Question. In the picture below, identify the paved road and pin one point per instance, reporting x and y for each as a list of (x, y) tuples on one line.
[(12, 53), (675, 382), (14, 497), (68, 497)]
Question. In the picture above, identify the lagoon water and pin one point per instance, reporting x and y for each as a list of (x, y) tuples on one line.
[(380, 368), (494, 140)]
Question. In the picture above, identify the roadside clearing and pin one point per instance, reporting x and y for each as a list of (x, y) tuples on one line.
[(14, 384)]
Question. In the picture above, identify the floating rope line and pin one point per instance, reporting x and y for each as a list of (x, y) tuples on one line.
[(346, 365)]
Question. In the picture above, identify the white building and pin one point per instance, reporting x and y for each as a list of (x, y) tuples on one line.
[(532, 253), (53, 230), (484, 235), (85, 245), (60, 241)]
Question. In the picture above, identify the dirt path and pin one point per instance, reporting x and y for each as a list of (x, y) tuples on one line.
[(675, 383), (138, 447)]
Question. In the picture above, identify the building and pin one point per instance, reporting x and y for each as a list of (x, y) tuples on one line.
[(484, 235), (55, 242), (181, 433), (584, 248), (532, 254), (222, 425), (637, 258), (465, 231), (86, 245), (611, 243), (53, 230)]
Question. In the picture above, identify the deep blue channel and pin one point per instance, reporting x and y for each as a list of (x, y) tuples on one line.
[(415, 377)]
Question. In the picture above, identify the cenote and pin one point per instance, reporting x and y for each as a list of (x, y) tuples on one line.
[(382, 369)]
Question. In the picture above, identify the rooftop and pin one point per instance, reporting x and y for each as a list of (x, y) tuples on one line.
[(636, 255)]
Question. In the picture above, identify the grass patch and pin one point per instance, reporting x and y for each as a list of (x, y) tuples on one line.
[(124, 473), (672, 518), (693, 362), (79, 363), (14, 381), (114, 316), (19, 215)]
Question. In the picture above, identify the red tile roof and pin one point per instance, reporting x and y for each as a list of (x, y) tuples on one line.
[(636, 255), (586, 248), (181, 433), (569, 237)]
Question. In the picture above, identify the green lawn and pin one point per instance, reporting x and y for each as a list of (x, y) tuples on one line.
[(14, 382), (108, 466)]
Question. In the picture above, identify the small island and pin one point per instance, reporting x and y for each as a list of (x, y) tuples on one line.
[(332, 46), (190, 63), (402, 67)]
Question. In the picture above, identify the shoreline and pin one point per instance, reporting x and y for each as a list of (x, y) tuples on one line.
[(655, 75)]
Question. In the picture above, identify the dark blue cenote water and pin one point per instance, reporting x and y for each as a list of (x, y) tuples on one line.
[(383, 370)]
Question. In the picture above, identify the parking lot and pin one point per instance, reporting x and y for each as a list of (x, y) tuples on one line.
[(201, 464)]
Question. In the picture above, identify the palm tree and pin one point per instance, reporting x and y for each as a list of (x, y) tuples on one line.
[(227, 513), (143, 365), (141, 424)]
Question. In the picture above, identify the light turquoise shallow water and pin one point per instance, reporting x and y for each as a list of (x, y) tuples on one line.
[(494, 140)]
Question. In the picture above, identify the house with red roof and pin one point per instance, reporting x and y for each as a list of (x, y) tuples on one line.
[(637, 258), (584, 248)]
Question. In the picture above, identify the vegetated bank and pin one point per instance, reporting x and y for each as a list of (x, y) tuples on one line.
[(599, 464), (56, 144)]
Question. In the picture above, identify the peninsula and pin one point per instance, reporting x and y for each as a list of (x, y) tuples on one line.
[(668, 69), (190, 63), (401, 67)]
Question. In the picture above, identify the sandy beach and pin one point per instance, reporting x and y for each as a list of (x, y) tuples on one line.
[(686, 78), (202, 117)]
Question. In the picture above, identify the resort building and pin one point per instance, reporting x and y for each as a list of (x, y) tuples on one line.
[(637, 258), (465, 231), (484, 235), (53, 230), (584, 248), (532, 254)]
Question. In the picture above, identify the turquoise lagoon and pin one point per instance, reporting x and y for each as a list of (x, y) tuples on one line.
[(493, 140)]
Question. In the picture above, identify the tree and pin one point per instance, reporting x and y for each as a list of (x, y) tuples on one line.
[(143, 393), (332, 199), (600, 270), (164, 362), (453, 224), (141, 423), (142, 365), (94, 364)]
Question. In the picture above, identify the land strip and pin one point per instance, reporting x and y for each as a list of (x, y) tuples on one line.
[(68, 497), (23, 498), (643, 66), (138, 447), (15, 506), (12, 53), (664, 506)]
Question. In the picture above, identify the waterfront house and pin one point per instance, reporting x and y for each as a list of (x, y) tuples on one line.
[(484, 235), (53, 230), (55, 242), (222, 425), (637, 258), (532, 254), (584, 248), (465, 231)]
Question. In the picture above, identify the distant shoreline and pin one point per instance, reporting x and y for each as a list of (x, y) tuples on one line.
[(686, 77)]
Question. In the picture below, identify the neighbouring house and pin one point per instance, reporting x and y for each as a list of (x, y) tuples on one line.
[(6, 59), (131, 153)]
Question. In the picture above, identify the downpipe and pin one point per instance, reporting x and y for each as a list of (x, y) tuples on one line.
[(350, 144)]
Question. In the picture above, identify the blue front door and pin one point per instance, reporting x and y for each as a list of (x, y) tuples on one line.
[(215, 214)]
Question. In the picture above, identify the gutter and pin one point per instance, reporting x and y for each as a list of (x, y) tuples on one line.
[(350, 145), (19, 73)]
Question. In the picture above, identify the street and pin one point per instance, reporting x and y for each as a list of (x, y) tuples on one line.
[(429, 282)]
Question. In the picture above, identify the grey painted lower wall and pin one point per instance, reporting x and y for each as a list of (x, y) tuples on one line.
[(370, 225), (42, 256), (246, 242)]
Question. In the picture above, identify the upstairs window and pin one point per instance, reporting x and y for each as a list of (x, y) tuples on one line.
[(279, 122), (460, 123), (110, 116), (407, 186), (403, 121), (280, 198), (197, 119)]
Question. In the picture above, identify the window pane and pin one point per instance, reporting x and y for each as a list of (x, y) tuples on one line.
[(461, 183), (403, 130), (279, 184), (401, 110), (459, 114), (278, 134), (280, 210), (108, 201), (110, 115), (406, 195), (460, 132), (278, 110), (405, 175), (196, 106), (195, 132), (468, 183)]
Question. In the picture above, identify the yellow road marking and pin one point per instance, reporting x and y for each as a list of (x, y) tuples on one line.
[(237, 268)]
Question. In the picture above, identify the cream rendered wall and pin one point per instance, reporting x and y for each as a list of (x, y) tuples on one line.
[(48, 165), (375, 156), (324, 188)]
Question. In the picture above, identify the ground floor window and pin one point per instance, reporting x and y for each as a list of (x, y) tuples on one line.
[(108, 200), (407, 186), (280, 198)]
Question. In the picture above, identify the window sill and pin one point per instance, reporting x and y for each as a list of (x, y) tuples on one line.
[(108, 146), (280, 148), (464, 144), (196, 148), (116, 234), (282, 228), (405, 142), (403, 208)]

══════════

• YOUR OBJECTIVE: Please write out all the data above, exactly as it reads.

• WRITTEN RESPONSE:
Question. In the picture below, identify the paved road and pin one point per instance, reporting x and y for each as a list of (x, y) tuples on one line.
[(12, 53), (675, 382), (14, 497), (68, 497)]
Question. In the picture above, identify the lagoon water and pin one point per instance, reporting x and y for each as a list of (x, y) tuples on one line.
[(380, 368), (494, 140)]
Question. In the picture above, identify the roadside clearing and pin one point per instance, reporting x and y for each as a list of (x, y) tuples on one line.
[(14, 384)]
Question. In the picture above, identify the floating rope line and pin one point per instance, reporting x and y for each as a list of (x, y) tuples on one line.
[(346, 365)]
Question. In the picture above, identify the white building and pin one point per instance, reporting x and y for each as a list of (x, y) tuples on one line.
[(532, 253), (53, 230), (484, 235), (85, 245), (60, 241)]
Question. In the picture above, identify the dirt path and pin one point per instance, reporting x and y for each as a list of (x, y) tuples on one line.
[(675, 383), (138, 447)]
Question. In the picture above, identify the building and pin one point per instance, reporting x and y for each as a list of (x, y) tuples on one line.
[(484, 235), (55, 242), (181, 433), (584, 248), (532, 254), (222, 425), (637, 258), (465, 231), (86, 245), (611, 243), (53, 230)]
Question. In the picture above, identify the deep blue channel and pin one point per instance, reporting x and y for each as a list of (x, y) tuples on one line.
[(415, 377)]
Question. In the picture above, identify the cenote and pin one point per instance, reporting x and y for each as a list of (x, y) tuples on one line.
[(382, 369)]
Question. In the picture above, identify the rooftop and pin one point per instance, reporting x and y for each as a list of (x, y) tuples on one line.
[(636, 255)]
Question. In the picture above, identify the grass patch and pin one point per instance, reporting x and y for each as a list of (x, y) tuples on one line.
[(124, 473), (672, 518), (693, 362), (79, 363), (14, 381), (114, 316), (19, 215)]
Question. In the picture above, identify the red tile roof and pin one point per instance, reporting x and y for each as a list of (x, y) tuples on one line.
[(636, 255), (586, 248), (181, 433), (569, 237)]
Question. In the picture above, identify the green lawn and pin one point per instance, reporting x and y for each as a list of (x, y) tuples on one line.
[(14, 382), (108, 466)]
Question. In the picture above, identify the small island and pin one point per instance, reporting x and y for each as a list of (x, y) tuples on one line.
[(332, 46), (190, 63), (402, 67)]
Question. In the picture above, identify the shoreline and pin one point per instance, reporting x and y for each as a list of (x, y) tuples on one line.
[(655, 75)]
Question. In the picture above, identify the dark blue cenote water and pin one point per instance, reporting x and y for each as a list of (x, y) tuples on one line.
[(383, 370)]
Question. In the picture above, identify the parking lot and pin one point per instance, reporting x and y for each as a list of (x, y) tuples on one line.
[(201, 464)]
Question. In the picture above, identify the palm tree and pin one point per instance, reporting x and y for each as a list of (x, y) tuples on one line.
[(227, 513), (143, 365), (141, 424)]
Question. In the picture above, identify the light turquoise shallow water and pin one point per instance, reporting x and y for each as a list of (x, y) tuples on one line.
[(494, 140)]
Question. In the picture above, identify the house with red roof and pin one point per instance, reporting x and y for each as a list of (x, y) tuples on one line.
[(637, 258), (584, 248)]
Question. In the picture above, identify the vegetated bank and pin one point per instance, reporting x and y for each as a list of (x, y) tuples on one line.
[(599, 464), (56, 144)]
Question. In the picture above, identify the peninsula and pin one point per instance, reporting x and y for each as a list of (x, y) tuples on one line.
[(668, 69), (190, 63), (401, 67)]
Question. In the picture above, identify the sandy beach and pin one point per instance, reporting x and y for each as a list of (x, y) tuples on one line.
[(686, 78), (202, 117)]
Question. In the picture above, identify the resort building and pin one point per instance, reporting x and y for each as a list of (x, y) tuples on one line.
[(637, 258), (465, 231), (484, 235), (53, 230), (584, 248), (532, 254)]
Question. In the picture above, identify the turquoise lagoon and pin one point per instance, reporting x and y for each as a list of (x, y) tuples on one line.
[(493, 140)]
Question. In the picture above, identify the tree and pin one point per instance, reporting x and y for each as a list of (x, y) tuples on one line.
[(143, 393), (332, 199), (600, 270), (164, 362), (453, 224), (141, 423), (142, 365), (94, 364)]
Question. In the picture above, identify the land strip and pin one point per instance, reporting x and y for each as a list of (x, y) tuples on one line.
[(68, 497), (23, 498), (643, 66), (138, 447), (15, 506), (12, 53), (664, 506)]
Question. In the picture above, identify the waterfront house and pin one point per instance, reporting x and y for each as a list of (x, y) tuples on one line.
[(484, 235), (53, 230), (55, 242), (222, 425), (637, 258), (532, 254), (584, 248), (465, 231)]
Question. In the picture above, identify the distant shoreline and pin one point per instance, reporting x and y for each as a list of (x, y) tuples on one line.
[(686, 77)]
Question. In the picture below, identify the neighbouring house and pin one point per instance, reporting x and y for each as a list of (x, y) tuples on one line.
[(6, 59), (131, 153)]
Question. In the picture above, identify the downpipe and pin one point per instance, reporting x and y for each as a list of (x, y) tuples on one line.
[(350, 144)]
Question. In the picture above, identify the blue front door and pin one point per instance, reporting x and y for each as a list of (x, y) tuples on one line.
[(215, 214)]
Question. In the picture above, identify the gutter and pin one point per instance, reporting x and y for each as a list of (x, y) tuples on one line.
[(350, 145), (19, 73)]
Question. In the picture above, identify the street and pin one point per instance, reporting x and y for each as a list of (x, y) tuples on one line.
[(429, 282)]
Question. In the picture above, identify the grey painted lower wall and pin one point per instance, reporting x and y for each as a list of (x, y) tuples on one line.
[(370, 225), (42, 256), (246, 242)]
Question. In the picture above, identify the upstairs window and pin one point per instance, reporting x and y for each as a list of (x, y) tuples on one line.
[(279, 122), (460, 123), (110, 116), (407, 186), (403, 121), (280, 198), (197, 119)]
Question. In the picture above, identify the window pane and pin one point per instance, reporting x and y for each as a list of (x, y) tuples on one line.
[(461, 183), (403, 130), (279, 184), (401, 110), (459, 114), (278, 134), (280, 210), (108, 201), (110, 115), (406, 195), (460, 132), (278, 110), (405, 175), (196, 106), (195, 132), (468, 183)]
Question. In the picture above, identify the yellow road marking and pin one point per instance, reporting x and y for each as a list of (x, y) tuples on one line.
[(237, 268)]
Question. In the picture above, identify the cream rendered wall and pin one point per instance, reporting x and y for each as a list of (x, y) tuples on one line.
[(48, 165), (375, 156), (324, 188)]
Question. In the picture above, identify the ground floor window and pin one point per instance, reporting x and y for each as a list of (x, y) tuples on one line.
[(108, 200), (407, 186), (280, 198)]
Question. In the picture above, identify the window sill and pin one point per instance, reporting x and y for each as a list of (x, y) tuples on one line.
[(108, 146), (280, 148), (464, 144), (196, 148), (116, 234), (282, 228), (405, 142), (403, 208)]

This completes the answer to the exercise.